● **DOCUMENT TEXT**:
** Begin **
On Thu, Jul 07, 2005 at 03:48:37PM -0400, Steve Grubb wrote:
On Thursday 07 July 2005 15:04, Greg KH wrote:
> You are adding auditfs, a new userspace access, right?
Not sure what you mean. This is using the same netlink interface that all the
rest of the audit system is using for command and control. Nothing has
changed here. What is different is the message I send into the kernel. The
audit system dispatches it into Tim's code which in turn sets up the watch.
What is auditfs for then?
> His email provided no documentation that I could see. Am I just
missing
> something?
The auditfs code is programmed by filling out the watch_transport structure
and sending a AUDIT_WATCH_INS message type. The perms, pathlen, & keylen are
all that's filled out. The path & key are stored back to back in the payload
section. To delete, you do the same thing and send AUDIT_WATCH_REM message.
Yes, this should be added to the documentation.
So how does userspace interact with auditfs?
** End **
● **DATASET EXTRACT**:
** Begin **
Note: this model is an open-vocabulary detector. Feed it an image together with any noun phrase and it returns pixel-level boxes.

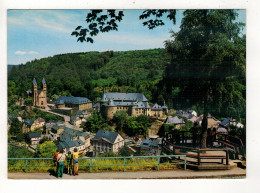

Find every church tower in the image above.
** End **
● **WRITTEN INSTRUCTION 1**:
Copy the auditfs email thread between "On Thu, Jul" and "userspace access, right?", inclusive, swapping "userspace" for "user-space".
● **WRITTEN INSTRUCTION 2**:
Write the next part of the email thread about auditfs, starting after its last line.
The material stands apart from the email thread about auditfs.

● **EXERCISE RESPONSE 1**:
On Thu, Jul 07, 2005 at 03:48:37PM -0400, Steve Grubb wrote:
On Thursday 07 July 2005 15:04, Greg KH wrote:
> You are adding auditfs, a new user-space access, right?

● **EXERCISE RESPONSE 2**:
Tim's code lets you say I want change notification to this file
only. The
notification follows the audit format with all relavant pieces of information
gathered at the time of the event and serialized with all other events.
That's great, and I understand the need for it. I just see all the
duplication between this effort and inotify, and know of Tim's
reluctance to want to work with inotify, and am objecting to that.
> Am I correct in thinking that you all need to split this patch
into two
> pieces, the new inode stuff, and auditfs, as neither one has anything to
> do with the other?
It could be split to make it easier to read, but one's useless without the
other.
Ok, some documentation about auditfs would go a long way toward
understanding this...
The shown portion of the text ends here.